→ GOAL OF THE EXERCISE
Count the lines in the items below that contain the string "ladder", matching case exactly, and give only the number.

→ EXERCISE DATA
------------------------------------
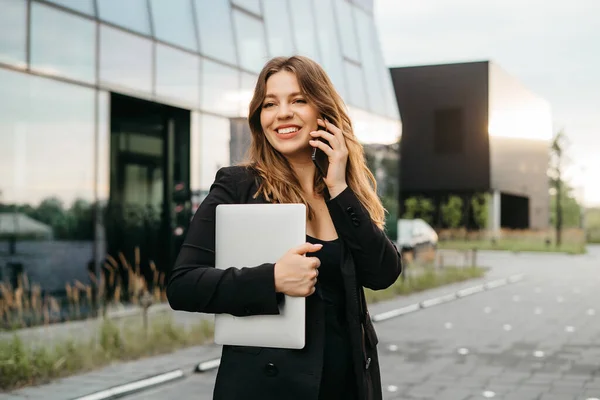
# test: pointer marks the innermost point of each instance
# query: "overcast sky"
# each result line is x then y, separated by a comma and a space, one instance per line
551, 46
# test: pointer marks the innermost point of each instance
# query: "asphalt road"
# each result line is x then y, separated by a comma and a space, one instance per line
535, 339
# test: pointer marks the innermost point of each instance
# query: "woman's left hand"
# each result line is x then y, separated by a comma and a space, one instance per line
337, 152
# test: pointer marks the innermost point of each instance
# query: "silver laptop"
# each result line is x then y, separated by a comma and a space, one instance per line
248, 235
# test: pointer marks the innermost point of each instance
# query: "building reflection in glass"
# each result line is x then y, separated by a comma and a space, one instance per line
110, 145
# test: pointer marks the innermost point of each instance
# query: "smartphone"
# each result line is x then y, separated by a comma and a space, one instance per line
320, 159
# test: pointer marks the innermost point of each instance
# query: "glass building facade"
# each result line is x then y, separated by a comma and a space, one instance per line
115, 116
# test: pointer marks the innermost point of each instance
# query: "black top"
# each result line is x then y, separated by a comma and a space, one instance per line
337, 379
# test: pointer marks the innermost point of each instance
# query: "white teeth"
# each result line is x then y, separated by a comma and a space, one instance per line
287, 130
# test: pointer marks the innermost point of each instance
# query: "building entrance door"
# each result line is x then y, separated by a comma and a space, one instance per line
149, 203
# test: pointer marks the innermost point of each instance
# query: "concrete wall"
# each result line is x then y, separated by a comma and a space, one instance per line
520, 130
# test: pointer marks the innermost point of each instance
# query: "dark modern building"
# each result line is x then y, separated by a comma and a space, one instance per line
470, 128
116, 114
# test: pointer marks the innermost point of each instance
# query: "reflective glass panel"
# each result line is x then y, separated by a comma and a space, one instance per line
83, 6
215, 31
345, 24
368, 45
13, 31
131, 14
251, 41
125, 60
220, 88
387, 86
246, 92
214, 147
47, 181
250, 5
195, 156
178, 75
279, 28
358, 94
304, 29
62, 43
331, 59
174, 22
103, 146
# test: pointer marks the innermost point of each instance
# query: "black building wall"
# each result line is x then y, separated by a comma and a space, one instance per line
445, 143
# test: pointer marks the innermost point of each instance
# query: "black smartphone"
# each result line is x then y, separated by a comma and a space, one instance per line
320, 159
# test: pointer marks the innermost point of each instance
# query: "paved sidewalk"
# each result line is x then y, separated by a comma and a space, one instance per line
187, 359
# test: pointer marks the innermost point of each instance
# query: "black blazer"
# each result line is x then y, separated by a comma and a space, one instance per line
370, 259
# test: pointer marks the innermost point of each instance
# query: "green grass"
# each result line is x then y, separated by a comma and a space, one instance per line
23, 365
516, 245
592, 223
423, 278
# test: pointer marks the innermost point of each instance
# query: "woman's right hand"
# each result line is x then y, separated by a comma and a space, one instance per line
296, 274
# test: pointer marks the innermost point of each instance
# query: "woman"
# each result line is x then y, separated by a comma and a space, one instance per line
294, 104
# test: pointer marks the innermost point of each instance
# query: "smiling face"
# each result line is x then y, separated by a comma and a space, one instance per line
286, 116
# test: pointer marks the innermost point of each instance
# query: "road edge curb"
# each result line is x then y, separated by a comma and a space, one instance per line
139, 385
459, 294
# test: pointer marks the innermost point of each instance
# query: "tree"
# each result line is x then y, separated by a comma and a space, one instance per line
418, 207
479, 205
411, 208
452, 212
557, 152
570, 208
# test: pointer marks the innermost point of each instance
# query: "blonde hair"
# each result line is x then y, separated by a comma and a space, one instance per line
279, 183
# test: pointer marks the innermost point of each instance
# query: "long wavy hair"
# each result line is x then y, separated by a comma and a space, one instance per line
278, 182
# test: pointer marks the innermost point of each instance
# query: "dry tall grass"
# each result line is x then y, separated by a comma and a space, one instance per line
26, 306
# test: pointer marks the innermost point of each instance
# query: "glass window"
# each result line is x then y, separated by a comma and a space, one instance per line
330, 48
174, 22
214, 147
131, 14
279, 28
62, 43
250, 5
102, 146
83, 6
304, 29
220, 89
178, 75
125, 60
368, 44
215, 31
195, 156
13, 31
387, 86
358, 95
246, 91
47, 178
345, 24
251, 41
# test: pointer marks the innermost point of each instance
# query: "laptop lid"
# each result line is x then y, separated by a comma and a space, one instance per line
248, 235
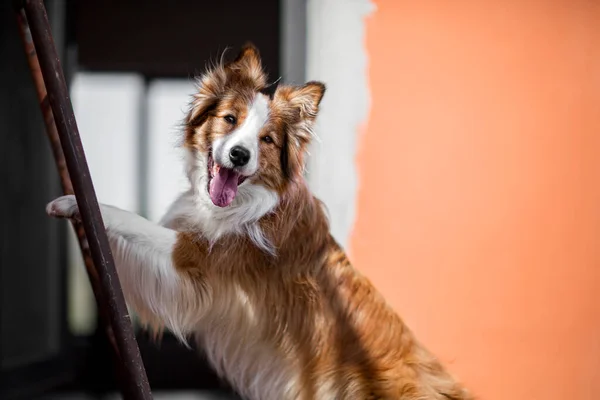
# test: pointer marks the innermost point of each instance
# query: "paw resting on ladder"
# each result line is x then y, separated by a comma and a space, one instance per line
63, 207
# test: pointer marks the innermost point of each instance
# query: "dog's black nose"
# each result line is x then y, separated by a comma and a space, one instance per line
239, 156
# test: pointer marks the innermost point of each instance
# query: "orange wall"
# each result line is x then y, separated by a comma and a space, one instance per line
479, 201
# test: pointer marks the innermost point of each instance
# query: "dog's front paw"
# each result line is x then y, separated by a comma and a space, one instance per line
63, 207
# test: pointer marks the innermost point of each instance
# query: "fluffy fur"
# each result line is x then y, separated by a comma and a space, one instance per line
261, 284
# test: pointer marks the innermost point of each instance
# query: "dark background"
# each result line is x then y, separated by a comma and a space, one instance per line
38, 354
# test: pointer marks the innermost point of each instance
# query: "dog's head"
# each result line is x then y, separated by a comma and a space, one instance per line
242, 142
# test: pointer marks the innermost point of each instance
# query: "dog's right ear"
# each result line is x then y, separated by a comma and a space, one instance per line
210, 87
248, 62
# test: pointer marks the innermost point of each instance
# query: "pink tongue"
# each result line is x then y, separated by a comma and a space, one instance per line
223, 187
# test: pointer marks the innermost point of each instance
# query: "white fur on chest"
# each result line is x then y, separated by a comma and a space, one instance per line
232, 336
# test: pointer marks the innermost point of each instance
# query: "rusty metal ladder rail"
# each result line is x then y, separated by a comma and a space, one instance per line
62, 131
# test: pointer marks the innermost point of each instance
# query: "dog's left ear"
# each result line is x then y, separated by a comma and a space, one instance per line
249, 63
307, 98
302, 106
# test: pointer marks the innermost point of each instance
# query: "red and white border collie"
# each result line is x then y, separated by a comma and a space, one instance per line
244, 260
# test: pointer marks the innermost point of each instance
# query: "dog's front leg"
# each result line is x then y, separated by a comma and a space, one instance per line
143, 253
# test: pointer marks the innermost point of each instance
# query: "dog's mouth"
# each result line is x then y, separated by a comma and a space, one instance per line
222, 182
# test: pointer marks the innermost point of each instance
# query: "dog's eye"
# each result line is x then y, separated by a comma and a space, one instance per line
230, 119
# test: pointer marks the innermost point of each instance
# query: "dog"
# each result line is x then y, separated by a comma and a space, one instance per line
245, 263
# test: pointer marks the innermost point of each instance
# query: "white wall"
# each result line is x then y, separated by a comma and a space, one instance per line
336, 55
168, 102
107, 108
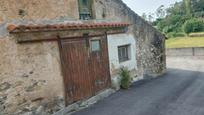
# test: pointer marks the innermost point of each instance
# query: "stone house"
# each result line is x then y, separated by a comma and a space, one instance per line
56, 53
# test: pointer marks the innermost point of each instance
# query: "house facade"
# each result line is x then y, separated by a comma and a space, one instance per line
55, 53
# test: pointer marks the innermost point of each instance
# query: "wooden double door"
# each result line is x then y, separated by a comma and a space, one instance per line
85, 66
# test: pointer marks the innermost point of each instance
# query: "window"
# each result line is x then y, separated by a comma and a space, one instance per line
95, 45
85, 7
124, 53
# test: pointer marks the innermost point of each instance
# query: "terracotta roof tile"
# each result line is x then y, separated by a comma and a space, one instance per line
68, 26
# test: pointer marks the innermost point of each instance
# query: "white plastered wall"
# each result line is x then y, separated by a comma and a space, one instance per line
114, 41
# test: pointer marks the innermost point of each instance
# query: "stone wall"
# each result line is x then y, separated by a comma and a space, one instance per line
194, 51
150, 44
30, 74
------------------------------------
→ REPLY TO THE EXERCISE
2